## Problem statement
Reproduce the listing word for word, from its first line through the line containing "column 904, row 370".

== Listing

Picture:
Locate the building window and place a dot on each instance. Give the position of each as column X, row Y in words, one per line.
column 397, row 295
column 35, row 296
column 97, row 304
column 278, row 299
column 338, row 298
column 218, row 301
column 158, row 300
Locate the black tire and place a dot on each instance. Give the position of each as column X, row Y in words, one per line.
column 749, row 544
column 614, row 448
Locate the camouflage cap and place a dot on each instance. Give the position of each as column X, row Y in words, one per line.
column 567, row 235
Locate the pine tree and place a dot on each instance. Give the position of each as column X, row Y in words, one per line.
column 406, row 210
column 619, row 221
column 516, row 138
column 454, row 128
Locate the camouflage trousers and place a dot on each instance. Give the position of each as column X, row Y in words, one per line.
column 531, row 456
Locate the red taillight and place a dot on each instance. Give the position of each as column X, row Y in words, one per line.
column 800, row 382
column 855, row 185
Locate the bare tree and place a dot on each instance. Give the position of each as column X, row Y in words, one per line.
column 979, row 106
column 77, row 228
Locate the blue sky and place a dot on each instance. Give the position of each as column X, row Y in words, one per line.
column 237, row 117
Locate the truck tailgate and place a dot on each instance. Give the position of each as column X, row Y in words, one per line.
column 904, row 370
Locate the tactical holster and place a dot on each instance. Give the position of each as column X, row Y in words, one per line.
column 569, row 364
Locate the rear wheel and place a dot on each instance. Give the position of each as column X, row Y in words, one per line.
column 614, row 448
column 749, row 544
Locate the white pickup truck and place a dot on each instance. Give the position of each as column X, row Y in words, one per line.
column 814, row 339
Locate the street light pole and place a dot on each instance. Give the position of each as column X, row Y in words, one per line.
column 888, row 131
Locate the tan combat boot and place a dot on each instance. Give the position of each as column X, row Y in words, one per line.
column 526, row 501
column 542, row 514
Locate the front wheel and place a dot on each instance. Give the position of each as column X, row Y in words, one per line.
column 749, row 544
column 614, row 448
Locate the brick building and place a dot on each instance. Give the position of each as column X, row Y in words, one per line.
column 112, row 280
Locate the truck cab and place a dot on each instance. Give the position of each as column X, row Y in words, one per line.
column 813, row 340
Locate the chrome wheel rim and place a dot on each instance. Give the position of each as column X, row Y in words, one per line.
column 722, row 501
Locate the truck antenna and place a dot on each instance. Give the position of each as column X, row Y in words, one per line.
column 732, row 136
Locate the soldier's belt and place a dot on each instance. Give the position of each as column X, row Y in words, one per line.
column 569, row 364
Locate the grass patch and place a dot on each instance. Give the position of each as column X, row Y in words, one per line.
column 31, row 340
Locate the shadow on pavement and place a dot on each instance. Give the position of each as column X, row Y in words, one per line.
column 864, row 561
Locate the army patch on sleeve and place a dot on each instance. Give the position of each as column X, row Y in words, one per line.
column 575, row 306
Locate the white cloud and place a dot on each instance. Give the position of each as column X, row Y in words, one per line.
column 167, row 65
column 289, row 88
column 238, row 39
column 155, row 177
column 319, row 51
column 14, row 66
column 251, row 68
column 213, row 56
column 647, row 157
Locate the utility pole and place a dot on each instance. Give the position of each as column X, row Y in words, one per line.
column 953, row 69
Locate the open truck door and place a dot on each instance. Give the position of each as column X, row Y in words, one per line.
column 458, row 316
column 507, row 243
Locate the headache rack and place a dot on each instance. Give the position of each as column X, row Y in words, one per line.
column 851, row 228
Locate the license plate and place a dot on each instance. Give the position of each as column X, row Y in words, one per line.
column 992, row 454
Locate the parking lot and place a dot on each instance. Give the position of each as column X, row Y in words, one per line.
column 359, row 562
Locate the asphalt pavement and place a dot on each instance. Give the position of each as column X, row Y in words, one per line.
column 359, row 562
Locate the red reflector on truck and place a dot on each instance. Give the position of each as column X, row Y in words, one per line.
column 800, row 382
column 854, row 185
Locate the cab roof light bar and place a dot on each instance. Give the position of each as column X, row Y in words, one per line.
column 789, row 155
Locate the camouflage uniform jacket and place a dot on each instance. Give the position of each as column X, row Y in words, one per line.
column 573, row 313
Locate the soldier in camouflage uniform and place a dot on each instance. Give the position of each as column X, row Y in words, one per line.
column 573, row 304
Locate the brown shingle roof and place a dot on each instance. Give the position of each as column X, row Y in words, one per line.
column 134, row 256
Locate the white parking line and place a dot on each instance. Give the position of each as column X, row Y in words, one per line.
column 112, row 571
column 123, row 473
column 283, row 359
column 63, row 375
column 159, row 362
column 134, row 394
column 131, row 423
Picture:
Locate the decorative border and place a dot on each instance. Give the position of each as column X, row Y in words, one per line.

====

## Answer below
Picture:
Locate the building window and place a dot on each instance. Give the position of each as column X, row Y in words, one per line.
column 397, row 295
column 35, row 296
column 97, row 304
column 278, row 299
column 338, row 298
column 218, row 301
column 158, row 300
Locate the black tire and place a dot on each instance. Give the position of each as column X, row Y in words, one per line.
column 749, row 544
column 614, row 448
Locate the camouflage cap and place a dot on each instance. Give the position of each as column X, row Y in words, one per line.
column 567, row 235
Locate the pine tree and place a dot on each instance. Give the position of each as column X, row Y in words, one per line.
column 406, row 210
column 619, row 221
column 516, row 138
column 454, row 128
Locate the camouflage trousers and place a dot on each instance. Give the position of each as column X, row Y in words, one per line.
column 531, row 456
Locate the red taillight and place a dot on each instance. Give the position of each as column X, row Y in words, one per line.
column 800, row 382
column 855, row 185
Locate the bare tree and place a dot on each instance. Give the position of each as column X, row Y in words, one per line.
column 979, row 106
column 77, row 228
Locate the blue sky and place a dot on each instance. Give the position of each as column X, row Y in words, one per line.
column 237, row 117
Locate the truck tailgate and place a dot on each instance. Give the position of each as column X, row Y in words, one per line.
column 904, row 370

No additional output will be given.